◆ **WHAT YOU ARE ASKED TO DO**:
Reproduce every line of the material below without changing a single character.

◆ **AVAILABLE DATA**:
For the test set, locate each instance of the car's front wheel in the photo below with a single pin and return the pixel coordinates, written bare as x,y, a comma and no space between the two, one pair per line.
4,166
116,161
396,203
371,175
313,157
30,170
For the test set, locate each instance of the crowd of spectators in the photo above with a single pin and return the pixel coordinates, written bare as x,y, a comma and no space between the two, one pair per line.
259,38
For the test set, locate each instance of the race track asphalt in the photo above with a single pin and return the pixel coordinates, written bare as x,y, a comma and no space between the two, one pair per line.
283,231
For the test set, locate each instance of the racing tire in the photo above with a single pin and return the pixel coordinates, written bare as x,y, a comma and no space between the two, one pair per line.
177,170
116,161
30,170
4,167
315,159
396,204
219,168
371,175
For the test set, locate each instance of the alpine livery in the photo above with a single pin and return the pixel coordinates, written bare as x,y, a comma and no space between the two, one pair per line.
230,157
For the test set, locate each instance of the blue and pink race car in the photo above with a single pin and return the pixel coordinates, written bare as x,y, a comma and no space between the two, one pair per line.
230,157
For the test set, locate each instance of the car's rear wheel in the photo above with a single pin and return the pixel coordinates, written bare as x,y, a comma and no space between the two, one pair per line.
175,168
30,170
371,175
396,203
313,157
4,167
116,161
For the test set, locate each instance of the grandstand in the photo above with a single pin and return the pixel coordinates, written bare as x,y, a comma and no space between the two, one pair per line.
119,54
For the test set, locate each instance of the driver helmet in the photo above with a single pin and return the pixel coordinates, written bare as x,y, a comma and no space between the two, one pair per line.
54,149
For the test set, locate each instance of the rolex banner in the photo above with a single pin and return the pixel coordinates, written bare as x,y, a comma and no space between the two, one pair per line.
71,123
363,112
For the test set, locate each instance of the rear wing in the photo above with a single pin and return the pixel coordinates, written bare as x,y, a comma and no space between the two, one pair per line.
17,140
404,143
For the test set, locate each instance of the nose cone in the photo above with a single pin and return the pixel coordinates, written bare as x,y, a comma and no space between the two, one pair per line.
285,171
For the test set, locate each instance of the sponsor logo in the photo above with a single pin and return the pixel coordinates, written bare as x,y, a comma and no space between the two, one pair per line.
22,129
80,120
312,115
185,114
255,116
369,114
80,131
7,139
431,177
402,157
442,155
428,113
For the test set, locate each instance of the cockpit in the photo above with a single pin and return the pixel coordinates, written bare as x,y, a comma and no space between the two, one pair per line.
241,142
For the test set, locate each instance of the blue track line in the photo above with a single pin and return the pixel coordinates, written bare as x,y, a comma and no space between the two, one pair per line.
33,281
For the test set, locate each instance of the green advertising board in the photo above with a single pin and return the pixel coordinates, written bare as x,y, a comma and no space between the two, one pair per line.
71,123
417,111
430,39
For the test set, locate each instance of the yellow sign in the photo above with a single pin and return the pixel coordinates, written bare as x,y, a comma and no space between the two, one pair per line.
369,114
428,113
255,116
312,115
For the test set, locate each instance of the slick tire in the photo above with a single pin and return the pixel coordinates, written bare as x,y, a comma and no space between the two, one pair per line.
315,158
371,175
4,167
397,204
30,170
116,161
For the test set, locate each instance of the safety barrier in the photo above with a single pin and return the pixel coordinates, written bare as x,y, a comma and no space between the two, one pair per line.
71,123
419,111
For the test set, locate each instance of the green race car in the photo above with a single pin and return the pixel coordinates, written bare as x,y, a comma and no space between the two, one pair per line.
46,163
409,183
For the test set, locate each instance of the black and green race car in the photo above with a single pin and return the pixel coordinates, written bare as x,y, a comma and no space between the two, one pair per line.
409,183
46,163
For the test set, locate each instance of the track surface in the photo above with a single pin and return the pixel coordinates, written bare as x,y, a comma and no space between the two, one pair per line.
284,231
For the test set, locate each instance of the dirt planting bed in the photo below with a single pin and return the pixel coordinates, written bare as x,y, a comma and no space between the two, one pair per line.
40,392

◆ **WRITTEN SOLUTION**:
For the test set, locate each instance of the car's front wheel in the photo below with a single pin and return the pixel coordinates, written bare as x,y, a comma and no space between the two, one pair per line.
4,166
116,161
396,203
371,175
313,157
30,170
For the test set, locate each instance of the crowd of spectators in the photo above with a single pin and return the pixel coordinates, written bare as x,y, a comma and no space between the two, one pair per line.
259,38
For the test set, locate each instance of the race track asphalt in the photo above with a single pin and return the pixel coordinates, written bare as x,y, a comma and no space between the two, one pair per line.
283,231
For the test set, locate each instance of the racing tire in the photo above with a single pin and return the pixel coordinates, written bare as x,y, a comma and no space between the two, one pair per line.
177,170
116,161
30,170
4,167
315,159
396,204
219,168
371,175
For the test set, locate each instance of the alpine livery in the photo above with a single pin and return the pixel coordinates, written bare as x,y, a comma and no space between the two, one pair per line.
230,157
For the test set, locate each instance of the blue and pink race car in the photo above with a single pin and return the pixel coordinates, written bare as x,y, a comma and no space between the two, one pair per line.
230,157
For the test set, locate each instance of the car's rear wheel in the photo above with a single pin and return the pixel coordinates, written bare as x,y, a comma and no space between the two, one pair per line.
175,168
30,170
371,175
396,203
313,157
4,167
116,161
For the test set, locate each instance of the grandstand in the photo above with a single pin and return the pixel coordinates, written bare as x,y, a comma and no space between the two, one pair per line.
119,54
For the test set, locate each instance of the driver helmet in the photo above with a single pin and return the pixel coordinates, written bare as x,y, a comma and no space between the two, one pair per line.
54,149
For the test set, locate each instance of the rolex banner in the photo above with a single pin and return the pixel coordinates, written bare as x,y, a comma and no space between the two, one pair per line.
71,123
363,112
For the test set, locate each instance of the rear wing in the photo above with a single pin and return the pixel coordinates, written bare as x,y, a comma and no space between the two, one pair per line.
17,140
404,143
For the test set, locate each instance of the nose cone in the photo above with a single pin and return the pixel coordinates, written bare as x,y, a comma and no space between the two, one pair per line.
285,171
For the test set, locate each instance of the sponsor logo in the photo above with a single pin and return the pixel coordinates, written bare as x,y, a comma and no space between the two, one pair per line.
22,129
80,120
312,115
185,114
255,116
369,114
80,131
7,139
431,177
402,157
442,155
428,113
For the test set, locate each instance of the cockpit in the photo above with a single pin and return the pixel coordinates, written bare as x,y, a comma and no space between the two, one pair per line.
241,142
For the test set, locate each instance of the blue track line in the photo above with a single pin and return the pixel coordinates, written bare as x,y, a comma and no space between the two, one pair per line.
33,281
For the test set, locate each instance of the green advertising board in the photo above with a single pin and return the pixel coordinates, written bare as x,y, a comma and no space between the two, one pair per line.
71,123
417,111
430,39
For the test set, locate each instance of the yellow sign in the photo above with a single pin and return the pixel coordinates, written bare as x,y, a comma and no space between the two, one pair per line.
369,114
428,113
255,116
312,115
For the test set, locate each instance of the slick tire in the photo above with a single pin and return the pixel coordinates, written bare as x,y, a comma and no space between the two, one pair per line.
315,158
371,175
4,167
397,204
30,170
116,161
For the test set, locate each instance of the safety barrier in the photo above with a single pin and return the pixel coordinates, written bare as x,y, a comma and no space between the two, one pair per line.
71,123
419,111
For the test set, locate each instance of the green race car in the photo above with a single pin and return the pixel coordinates, written bare as x,y, a comma and no space between the two, one pair per line.
46,163
409,183
For the test set, locate each instance of the black and green race car in the photo above with a single pin and return the pixel coordinates, written bare as x,y, a comma and no space between the two, one pair per line.
409,183
46,163
For the test set, locate each instance of the track surface in the photo above with a single pin and return the pixel coordinates, written bare as x,y, a comma and no space between the two, one pair per line.
284,231
For the test set, locate each instance of the dirt planting bed in the photo below with a single pin and return the pixel coordinates, written bare as x,y, a comma and no space between the two, one pair per line.
40,392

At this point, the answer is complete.